§ **Work to be completed**: Return each line of the data below that contains the string "positive", matching case exactly.

§ **Records for this task**:
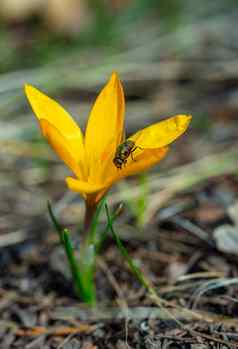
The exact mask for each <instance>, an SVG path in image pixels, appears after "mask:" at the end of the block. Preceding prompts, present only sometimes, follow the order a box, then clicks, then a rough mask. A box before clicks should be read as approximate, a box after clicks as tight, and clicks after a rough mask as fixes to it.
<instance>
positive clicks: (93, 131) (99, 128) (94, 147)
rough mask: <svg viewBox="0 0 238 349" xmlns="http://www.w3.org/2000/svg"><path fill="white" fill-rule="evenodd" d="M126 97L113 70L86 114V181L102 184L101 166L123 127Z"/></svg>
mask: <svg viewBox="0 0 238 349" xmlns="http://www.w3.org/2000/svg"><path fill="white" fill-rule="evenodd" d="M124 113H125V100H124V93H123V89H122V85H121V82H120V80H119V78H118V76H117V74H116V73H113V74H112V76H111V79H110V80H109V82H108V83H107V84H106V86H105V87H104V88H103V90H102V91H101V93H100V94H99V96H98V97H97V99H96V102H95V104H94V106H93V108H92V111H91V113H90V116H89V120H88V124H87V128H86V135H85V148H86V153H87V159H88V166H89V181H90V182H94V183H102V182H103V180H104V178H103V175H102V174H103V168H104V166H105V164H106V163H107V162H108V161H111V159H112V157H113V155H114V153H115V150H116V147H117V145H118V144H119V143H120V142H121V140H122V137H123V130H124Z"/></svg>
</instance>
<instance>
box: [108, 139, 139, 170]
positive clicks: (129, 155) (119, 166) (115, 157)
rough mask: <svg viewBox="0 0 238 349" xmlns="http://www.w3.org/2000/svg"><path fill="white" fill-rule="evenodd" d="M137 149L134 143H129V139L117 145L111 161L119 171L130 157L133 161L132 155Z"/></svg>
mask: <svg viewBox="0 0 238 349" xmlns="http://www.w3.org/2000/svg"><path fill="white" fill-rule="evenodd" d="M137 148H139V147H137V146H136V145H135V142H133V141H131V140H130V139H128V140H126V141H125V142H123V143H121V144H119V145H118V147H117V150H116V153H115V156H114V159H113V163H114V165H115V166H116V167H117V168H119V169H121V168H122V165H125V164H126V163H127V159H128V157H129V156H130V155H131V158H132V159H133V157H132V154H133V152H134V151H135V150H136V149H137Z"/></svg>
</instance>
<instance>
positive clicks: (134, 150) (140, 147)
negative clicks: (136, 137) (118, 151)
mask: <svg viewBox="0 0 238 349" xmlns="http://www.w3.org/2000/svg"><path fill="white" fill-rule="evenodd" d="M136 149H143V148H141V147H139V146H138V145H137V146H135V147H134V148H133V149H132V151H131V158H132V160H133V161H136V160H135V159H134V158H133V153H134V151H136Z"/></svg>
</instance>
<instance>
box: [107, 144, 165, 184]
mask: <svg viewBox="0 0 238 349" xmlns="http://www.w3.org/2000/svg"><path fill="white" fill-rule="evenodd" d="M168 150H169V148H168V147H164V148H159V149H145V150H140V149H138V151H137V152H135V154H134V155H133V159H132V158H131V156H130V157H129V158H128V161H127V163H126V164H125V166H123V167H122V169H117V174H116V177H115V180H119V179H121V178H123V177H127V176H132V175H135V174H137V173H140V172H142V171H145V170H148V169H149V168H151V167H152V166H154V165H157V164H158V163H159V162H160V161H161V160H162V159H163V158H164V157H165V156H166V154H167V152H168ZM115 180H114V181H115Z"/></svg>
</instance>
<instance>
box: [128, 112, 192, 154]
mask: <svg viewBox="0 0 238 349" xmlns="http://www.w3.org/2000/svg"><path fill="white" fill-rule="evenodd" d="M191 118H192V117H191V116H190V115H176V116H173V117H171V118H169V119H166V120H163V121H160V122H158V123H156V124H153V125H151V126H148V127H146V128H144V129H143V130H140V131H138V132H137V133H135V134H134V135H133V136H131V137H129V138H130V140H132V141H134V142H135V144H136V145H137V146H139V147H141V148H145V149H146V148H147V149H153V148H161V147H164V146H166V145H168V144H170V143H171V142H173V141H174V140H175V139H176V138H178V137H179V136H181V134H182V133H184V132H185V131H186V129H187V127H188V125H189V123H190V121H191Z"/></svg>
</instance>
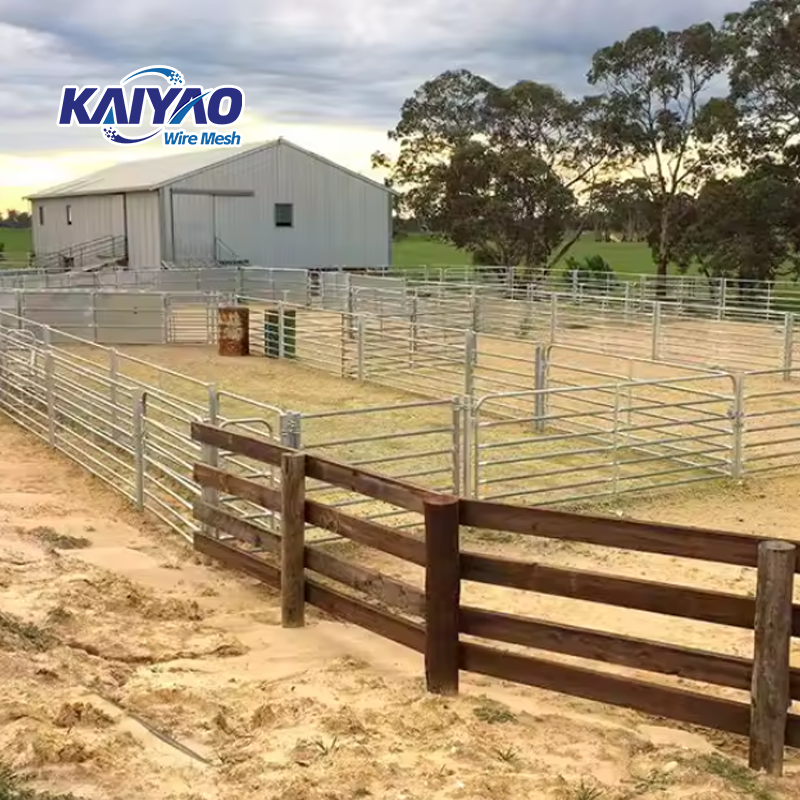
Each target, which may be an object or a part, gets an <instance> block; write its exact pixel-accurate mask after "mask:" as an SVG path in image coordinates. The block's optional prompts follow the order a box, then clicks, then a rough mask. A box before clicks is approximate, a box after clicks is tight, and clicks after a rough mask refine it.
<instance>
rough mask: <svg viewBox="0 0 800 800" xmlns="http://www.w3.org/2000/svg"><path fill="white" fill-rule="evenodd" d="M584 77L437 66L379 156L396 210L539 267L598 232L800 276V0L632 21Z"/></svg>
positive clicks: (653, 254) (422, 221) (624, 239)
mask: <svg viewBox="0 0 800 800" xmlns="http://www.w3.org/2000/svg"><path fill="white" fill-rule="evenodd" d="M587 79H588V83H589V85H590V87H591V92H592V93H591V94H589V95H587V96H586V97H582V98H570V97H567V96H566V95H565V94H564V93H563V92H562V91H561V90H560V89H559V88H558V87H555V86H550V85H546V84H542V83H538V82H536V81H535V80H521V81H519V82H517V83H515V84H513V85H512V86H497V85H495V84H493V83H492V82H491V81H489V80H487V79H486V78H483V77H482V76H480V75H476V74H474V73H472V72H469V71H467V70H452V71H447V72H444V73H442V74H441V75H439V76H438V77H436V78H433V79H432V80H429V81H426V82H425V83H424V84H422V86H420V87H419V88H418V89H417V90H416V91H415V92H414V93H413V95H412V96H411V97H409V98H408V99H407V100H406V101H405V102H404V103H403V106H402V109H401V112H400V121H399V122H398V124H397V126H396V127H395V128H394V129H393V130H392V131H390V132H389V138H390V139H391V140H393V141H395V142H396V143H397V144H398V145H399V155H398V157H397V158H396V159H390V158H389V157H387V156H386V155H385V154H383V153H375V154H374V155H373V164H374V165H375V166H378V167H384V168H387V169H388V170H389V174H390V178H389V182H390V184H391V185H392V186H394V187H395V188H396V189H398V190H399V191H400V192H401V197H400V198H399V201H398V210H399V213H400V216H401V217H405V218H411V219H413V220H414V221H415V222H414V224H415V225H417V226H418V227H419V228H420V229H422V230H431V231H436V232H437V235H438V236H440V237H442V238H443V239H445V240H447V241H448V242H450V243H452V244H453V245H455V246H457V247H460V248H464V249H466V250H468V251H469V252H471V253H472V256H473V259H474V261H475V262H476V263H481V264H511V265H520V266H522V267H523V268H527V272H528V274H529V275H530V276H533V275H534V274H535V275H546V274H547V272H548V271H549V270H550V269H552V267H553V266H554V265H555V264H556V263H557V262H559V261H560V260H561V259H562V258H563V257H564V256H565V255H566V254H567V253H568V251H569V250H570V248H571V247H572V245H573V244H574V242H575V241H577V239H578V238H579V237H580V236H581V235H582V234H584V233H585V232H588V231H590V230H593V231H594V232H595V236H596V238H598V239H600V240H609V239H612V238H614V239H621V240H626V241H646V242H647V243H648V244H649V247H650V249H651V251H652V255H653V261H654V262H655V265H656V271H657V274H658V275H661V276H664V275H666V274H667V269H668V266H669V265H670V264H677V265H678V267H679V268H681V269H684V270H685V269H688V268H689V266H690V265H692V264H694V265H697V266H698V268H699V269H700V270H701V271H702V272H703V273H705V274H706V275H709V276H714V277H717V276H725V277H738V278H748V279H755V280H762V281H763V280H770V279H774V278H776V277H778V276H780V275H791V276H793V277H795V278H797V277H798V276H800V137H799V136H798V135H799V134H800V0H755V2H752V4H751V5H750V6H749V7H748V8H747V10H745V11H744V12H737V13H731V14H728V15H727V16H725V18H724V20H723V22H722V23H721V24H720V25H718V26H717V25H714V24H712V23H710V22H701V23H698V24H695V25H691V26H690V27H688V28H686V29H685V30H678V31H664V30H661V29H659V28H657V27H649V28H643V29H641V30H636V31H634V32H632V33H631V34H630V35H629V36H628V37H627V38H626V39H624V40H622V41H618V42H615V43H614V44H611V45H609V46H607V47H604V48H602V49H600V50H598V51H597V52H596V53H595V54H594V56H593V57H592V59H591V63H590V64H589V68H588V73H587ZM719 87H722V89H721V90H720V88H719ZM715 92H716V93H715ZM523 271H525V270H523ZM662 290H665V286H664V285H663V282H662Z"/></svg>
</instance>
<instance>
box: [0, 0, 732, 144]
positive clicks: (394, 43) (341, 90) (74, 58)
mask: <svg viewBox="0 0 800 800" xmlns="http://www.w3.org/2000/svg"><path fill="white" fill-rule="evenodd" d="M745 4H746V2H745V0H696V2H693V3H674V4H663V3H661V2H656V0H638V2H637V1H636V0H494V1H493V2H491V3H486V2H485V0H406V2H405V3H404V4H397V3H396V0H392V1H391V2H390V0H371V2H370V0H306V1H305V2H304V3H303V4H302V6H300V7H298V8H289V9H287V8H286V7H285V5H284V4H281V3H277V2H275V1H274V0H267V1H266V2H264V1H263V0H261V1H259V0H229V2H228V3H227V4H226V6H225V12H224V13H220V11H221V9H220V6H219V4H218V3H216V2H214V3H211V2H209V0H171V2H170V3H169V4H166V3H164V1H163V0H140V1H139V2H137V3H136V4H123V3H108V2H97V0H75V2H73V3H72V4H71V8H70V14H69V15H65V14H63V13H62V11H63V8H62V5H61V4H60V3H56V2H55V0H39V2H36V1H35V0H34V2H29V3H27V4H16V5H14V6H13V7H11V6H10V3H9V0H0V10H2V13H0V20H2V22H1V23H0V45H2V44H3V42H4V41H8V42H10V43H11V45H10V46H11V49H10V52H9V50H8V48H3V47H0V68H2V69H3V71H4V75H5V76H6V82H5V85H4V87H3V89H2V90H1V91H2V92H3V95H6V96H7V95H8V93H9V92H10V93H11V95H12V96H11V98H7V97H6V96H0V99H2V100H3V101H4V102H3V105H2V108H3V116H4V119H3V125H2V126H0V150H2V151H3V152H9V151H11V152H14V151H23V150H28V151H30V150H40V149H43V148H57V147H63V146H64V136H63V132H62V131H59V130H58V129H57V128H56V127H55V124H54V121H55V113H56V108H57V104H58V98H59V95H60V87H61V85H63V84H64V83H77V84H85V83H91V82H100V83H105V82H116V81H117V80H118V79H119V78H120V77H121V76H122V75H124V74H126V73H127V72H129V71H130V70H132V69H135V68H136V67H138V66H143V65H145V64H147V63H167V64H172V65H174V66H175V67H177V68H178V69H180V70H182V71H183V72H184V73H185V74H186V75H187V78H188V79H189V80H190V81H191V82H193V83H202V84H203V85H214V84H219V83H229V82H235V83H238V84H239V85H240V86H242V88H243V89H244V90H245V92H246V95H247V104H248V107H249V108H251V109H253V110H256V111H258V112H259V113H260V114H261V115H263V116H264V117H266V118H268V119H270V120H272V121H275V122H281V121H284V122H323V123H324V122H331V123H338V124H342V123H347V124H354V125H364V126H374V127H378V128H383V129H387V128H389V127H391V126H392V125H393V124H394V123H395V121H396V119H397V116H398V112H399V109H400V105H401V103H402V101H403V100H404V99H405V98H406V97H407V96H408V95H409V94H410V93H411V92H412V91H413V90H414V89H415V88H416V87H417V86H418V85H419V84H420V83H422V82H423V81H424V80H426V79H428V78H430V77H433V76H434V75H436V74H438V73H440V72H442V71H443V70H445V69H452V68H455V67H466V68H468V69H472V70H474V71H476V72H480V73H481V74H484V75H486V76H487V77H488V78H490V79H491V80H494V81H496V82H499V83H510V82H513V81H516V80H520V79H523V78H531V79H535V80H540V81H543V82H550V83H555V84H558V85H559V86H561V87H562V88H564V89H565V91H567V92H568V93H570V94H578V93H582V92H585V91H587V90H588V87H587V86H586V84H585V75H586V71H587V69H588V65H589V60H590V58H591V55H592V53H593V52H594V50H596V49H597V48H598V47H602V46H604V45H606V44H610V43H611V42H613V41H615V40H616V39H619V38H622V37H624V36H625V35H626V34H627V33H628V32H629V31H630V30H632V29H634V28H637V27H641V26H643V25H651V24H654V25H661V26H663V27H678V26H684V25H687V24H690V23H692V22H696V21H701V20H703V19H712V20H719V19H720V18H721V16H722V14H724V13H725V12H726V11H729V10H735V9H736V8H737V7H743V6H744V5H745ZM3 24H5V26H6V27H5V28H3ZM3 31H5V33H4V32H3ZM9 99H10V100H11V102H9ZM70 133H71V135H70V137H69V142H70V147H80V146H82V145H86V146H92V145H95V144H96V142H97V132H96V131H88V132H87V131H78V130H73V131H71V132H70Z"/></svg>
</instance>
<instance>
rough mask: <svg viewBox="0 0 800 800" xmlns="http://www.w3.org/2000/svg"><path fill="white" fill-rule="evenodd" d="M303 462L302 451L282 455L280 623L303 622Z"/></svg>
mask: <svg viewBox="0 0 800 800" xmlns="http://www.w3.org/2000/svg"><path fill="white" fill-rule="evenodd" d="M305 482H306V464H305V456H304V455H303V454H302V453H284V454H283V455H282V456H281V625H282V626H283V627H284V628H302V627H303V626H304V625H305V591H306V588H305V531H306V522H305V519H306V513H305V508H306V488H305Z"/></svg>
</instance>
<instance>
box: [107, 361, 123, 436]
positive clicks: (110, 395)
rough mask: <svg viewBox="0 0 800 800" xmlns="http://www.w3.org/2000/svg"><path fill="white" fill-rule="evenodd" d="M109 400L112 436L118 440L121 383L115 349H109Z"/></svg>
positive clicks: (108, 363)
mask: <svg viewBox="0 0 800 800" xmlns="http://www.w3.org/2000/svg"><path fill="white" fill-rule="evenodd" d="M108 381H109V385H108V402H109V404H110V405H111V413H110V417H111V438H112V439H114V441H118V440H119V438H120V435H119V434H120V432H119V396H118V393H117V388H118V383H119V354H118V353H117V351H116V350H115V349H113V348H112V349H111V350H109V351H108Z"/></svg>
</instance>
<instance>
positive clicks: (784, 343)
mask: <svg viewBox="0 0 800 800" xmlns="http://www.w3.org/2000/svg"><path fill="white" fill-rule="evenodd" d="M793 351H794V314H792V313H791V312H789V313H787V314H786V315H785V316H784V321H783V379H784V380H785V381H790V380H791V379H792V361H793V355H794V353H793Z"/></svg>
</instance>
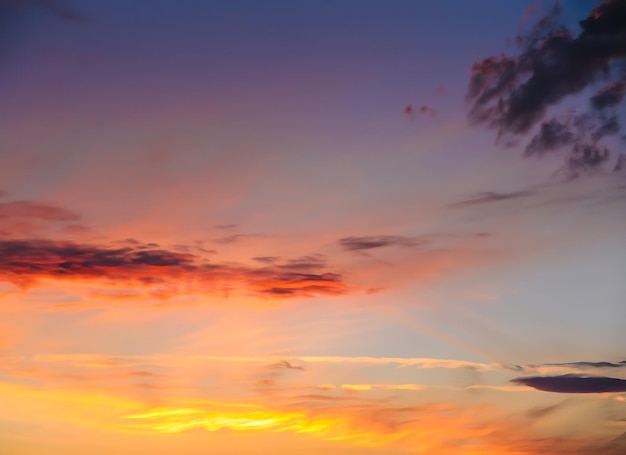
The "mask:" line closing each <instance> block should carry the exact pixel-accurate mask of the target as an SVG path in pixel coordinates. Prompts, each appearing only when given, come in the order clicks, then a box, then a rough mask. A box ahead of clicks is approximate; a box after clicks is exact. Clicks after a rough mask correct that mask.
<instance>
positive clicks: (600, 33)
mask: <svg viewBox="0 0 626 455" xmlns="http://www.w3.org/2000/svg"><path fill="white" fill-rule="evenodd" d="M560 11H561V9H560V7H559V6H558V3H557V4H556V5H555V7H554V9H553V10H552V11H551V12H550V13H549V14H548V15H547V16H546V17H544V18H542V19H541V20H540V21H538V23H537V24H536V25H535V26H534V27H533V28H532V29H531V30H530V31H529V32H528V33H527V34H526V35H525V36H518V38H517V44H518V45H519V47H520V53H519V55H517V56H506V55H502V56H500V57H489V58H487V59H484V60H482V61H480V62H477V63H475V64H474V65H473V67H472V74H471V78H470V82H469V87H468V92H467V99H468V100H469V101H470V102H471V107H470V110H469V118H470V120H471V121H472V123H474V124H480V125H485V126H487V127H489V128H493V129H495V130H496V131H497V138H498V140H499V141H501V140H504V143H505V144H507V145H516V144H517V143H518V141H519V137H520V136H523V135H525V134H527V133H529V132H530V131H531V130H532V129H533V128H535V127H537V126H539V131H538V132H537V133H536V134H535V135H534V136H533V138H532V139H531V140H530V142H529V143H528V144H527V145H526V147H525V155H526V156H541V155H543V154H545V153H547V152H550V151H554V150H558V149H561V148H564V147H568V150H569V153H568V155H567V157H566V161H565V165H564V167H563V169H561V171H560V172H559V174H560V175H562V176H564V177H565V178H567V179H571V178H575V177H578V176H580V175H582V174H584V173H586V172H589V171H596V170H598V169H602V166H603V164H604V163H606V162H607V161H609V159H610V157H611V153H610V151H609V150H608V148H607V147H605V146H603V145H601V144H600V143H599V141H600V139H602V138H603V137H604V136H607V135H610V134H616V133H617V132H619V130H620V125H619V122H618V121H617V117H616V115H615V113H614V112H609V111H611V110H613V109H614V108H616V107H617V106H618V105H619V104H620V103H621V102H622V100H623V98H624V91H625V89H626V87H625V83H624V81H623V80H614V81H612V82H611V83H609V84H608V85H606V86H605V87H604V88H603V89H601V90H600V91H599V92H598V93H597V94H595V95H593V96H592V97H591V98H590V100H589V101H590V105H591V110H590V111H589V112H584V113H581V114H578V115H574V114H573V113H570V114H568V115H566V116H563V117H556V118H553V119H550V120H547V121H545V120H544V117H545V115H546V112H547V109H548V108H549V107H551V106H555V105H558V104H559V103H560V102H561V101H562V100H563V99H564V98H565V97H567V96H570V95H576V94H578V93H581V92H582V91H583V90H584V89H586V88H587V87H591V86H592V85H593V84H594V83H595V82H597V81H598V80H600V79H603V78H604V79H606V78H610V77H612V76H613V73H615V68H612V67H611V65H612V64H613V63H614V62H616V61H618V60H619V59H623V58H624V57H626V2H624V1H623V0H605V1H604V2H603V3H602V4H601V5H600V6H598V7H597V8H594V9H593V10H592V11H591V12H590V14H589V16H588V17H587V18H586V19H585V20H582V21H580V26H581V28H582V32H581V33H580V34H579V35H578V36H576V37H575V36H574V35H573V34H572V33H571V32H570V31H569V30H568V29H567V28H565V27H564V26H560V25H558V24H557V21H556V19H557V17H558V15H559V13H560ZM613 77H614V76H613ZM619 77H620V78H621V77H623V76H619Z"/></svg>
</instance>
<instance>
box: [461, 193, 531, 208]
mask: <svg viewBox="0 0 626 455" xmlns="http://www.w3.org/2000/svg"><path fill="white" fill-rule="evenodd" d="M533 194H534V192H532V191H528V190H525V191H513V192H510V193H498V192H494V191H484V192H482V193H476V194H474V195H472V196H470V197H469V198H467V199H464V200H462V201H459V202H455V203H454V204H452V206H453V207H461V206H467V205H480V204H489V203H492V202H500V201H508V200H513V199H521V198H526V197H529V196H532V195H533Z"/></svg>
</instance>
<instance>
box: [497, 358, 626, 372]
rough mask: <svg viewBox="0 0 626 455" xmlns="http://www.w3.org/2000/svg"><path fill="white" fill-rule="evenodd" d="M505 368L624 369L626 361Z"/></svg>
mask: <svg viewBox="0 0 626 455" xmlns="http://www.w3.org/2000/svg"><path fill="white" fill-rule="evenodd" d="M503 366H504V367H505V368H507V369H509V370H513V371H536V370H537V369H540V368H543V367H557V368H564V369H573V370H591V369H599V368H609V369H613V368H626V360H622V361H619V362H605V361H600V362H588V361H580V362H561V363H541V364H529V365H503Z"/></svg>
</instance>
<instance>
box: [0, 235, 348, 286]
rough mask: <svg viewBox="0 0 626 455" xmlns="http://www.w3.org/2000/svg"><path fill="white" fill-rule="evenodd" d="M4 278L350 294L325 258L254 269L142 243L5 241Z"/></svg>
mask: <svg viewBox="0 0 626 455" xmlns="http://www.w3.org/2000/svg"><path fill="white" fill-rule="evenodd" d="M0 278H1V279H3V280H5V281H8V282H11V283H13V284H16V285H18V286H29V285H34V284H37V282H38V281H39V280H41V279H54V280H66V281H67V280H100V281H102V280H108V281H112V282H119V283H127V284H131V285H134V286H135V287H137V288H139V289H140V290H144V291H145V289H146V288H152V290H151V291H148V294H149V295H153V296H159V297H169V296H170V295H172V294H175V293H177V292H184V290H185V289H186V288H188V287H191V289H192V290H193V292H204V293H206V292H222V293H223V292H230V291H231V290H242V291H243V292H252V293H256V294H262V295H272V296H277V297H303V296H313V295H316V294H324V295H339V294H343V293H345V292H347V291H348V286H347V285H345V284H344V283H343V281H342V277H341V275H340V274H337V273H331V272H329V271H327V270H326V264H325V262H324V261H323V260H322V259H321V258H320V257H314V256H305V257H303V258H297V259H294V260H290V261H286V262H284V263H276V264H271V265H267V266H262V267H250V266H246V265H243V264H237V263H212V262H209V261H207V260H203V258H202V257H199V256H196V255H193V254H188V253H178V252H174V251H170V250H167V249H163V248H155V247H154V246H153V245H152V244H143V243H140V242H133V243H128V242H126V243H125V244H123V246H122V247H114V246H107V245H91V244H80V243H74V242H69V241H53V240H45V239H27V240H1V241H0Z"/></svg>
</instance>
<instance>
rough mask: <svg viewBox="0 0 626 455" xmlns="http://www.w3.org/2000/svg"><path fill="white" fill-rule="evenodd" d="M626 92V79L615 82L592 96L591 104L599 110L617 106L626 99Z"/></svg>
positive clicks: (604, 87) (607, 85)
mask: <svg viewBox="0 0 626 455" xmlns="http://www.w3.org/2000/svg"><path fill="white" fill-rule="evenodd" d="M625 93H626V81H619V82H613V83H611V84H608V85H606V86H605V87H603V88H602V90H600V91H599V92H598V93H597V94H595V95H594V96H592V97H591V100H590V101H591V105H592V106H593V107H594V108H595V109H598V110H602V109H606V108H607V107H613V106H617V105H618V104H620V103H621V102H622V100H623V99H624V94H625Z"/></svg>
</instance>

§ **Your response**:
positive clicks: (93, 131) (99, 128) (94, 147)
positive clicks: (129, 155) (119, 166) (115, 157)
positive clicks: (134, 150) (140, 147)
positive clicks: (653, 254) (422, 221) (624, 239)
positive clicks: (394, 43) (341, 90) (74, 58)
positive clicks: (110, 395)
positive clicks: (108, 363)
positive clicks: (784, 343)
positive clicks: (600, 33)
positive clicks: (604, 87) (607, 85)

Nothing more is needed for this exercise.